Assigned task:
Restate word for word the lines of the material below, from the line with "Task: given whichever" to the line with "positive clicks: (2173, 1513)", both lines included, and no others.

Records provided:
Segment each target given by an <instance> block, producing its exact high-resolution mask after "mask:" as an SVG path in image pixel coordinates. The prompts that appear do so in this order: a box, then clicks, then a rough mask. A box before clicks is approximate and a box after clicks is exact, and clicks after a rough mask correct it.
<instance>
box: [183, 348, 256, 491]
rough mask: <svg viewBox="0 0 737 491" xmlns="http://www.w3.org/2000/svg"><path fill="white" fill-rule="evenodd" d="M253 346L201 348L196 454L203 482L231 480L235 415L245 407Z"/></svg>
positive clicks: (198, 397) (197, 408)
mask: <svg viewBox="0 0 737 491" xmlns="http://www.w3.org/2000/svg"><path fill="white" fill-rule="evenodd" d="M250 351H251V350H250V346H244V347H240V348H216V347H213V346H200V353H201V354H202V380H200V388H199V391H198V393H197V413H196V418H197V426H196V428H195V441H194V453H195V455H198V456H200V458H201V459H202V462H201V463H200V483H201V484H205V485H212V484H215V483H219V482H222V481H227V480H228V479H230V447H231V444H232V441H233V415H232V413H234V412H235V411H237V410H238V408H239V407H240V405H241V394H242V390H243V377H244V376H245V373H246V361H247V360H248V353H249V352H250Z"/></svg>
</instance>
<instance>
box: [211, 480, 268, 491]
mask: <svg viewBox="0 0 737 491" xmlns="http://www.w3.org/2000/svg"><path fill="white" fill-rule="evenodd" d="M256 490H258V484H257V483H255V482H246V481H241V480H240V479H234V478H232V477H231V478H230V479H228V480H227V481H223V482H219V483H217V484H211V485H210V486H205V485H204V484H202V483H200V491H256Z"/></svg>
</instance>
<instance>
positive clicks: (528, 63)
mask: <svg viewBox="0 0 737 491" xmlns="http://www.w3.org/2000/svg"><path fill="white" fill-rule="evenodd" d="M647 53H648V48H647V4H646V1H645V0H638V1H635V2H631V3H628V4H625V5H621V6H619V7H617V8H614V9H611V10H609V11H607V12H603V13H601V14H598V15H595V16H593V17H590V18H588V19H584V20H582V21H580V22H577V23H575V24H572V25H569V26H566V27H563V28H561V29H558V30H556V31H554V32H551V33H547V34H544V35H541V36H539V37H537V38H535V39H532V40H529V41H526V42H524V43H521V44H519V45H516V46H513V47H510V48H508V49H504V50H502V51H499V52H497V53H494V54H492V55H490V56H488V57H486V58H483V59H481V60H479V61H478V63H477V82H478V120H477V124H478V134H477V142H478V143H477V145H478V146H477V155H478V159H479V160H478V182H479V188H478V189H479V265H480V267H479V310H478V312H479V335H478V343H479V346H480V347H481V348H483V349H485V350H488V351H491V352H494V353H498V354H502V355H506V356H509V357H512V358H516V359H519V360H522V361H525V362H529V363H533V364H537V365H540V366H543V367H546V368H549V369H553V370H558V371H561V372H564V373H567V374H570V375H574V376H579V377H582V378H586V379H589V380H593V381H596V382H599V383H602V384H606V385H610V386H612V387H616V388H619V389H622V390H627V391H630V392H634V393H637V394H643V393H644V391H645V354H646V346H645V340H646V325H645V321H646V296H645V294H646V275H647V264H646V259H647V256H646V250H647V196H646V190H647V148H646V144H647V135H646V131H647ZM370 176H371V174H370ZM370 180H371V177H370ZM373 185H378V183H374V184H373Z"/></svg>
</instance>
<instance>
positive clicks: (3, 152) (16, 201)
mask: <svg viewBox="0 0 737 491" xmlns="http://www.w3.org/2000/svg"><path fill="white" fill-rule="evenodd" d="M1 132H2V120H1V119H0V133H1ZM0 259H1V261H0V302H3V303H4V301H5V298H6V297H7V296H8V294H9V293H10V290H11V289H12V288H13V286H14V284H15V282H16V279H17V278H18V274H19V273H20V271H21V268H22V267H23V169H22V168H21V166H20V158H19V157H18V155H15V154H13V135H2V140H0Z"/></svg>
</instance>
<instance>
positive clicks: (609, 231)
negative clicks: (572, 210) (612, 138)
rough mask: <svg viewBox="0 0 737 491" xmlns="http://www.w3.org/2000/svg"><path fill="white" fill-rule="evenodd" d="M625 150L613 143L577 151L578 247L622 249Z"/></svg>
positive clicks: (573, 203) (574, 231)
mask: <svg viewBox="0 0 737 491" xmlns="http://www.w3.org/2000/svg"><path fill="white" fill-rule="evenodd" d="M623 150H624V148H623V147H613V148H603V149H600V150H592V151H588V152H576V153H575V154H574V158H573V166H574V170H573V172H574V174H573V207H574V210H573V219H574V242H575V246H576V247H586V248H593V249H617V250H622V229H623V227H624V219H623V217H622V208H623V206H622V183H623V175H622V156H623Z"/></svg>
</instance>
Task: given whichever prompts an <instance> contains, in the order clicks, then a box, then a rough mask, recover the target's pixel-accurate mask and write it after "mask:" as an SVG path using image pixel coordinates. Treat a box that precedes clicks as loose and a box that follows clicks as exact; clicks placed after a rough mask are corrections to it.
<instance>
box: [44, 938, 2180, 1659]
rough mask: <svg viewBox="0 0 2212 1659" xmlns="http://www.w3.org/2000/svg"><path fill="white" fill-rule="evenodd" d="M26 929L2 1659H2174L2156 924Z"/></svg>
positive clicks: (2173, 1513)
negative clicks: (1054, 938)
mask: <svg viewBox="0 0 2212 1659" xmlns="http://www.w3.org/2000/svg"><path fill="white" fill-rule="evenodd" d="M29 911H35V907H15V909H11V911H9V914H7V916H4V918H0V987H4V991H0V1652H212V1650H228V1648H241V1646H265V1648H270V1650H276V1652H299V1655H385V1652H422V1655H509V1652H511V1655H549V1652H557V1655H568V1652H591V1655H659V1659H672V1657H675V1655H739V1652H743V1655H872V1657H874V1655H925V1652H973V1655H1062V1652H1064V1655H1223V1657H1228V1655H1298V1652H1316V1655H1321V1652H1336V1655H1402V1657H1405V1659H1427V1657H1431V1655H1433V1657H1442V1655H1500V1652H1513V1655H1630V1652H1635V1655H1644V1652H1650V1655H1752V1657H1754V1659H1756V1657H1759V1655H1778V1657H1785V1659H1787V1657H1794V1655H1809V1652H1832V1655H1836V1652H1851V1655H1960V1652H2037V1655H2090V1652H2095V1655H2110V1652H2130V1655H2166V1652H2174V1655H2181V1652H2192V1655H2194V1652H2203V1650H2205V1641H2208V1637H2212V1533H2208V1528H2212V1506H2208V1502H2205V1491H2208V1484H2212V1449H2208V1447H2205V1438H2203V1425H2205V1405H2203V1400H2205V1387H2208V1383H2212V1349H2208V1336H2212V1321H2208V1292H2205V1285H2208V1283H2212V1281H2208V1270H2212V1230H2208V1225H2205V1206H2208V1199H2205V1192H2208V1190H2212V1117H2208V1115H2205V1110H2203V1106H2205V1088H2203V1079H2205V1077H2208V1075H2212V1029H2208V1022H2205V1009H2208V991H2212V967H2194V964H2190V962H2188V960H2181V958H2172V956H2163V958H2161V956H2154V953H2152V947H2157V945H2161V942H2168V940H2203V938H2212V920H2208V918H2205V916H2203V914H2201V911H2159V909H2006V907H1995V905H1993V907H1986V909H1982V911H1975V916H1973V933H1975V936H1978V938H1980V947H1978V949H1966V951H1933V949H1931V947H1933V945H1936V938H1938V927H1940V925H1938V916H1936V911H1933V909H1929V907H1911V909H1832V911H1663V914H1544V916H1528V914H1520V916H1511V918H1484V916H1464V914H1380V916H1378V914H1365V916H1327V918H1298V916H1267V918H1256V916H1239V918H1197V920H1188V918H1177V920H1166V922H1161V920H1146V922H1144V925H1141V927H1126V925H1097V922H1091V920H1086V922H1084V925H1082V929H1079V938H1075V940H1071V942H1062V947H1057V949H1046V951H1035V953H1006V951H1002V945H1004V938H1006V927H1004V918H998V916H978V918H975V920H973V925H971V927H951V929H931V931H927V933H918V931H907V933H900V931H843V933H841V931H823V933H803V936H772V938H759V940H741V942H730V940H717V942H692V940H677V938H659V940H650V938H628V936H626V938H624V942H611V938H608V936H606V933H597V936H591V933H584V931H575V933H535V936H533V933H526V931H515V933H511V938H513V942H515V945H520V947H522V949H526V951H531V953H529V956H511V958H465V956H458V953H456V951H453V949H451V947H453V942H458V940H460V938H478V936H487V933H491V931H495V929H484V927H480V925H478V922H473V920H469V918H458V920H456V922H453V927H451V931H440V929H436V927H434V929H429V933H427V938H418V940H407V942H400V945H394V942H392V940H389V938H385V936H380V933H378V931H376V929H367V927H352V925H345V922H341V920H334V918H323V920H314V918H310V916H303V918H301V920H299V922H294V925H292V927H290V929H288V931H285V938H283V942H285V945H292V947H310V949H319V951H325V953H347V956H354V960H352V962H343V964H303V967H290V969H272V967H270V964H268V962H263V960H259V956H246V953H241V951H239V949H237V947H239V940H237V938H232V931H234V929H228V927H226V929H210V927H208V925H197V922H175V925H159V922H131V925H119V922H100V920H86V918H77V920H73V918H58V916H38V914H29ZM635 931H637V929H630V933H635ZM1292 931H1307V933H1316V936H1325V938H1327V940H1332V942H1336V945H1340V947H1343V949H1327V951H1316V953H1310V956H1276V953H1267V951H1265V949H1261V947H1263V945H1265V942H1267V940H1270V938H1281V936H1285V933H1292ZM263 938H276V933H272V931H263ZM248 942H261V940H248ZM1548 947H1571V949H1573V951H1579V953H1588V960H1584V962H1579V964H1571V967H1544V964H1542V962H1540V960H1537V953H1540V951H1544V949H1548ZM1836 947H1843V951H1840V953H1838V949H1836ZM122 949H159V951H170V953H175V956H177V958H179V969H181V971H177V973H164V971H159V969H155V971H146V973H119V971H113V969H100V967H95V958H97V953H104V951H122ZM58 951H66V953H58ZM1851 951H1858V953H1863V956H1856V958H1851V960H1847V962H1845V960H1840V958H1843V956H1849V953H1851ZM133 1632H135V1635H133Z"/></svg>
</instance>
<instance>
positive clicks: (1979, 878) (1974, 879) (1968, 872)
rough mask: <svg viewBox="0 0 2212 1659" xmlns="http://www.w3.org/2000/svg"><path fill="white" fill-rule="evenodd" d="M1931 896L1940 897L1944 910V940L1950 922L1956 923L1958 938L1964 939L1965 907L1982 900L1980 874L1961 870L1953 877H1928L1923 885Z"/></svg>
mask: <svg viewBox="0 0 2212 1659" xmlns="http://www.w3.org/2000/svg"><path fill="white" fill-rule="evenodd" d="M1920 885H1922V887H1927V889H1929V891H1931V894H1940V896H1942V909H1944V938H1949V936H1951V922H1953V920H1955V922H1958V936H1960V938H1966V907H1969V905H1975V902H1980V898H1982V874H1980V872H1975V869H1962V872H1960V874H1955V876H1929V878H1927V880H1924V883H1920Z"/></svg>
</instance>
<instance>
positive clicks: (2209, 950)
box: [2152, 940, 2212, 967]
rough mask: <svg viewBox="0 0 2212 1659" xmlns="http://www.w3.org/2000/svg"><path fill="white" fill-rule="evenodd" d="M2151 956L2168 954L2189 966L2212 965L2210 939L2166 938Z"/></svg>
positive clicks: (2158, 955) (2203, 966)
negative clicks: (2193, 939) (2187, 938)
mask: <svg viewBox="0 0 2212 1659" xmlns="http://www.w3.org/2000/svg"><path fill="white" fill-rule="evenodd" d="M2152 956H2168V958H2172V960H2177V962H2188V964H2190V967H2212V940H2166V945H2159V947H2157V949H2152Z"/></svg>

Answer to this task:
Task: given whichever prompts an <instance> contains, in the order clicks, then a box, then a rough mask, recover the target's pixel-accurate mask and write it after "mask:" as an SVG path using image pixel coordinates. Treat a box that precedes clicks as loose and a box that follows clicks as exact; clicks placed after a rough mask are corrections to it.
<instance>
box: [44, 938, 2180, 1659]
rough mask: <svg viewBox="0 0 2212 1659" xmlns="http://www.w3.org/2000/svg"><path fill="white" fill-rule="evenodd" d="M26 929L2 1659H2174L2156 924Z"/></svg>
positive clicks: (2173, 1513)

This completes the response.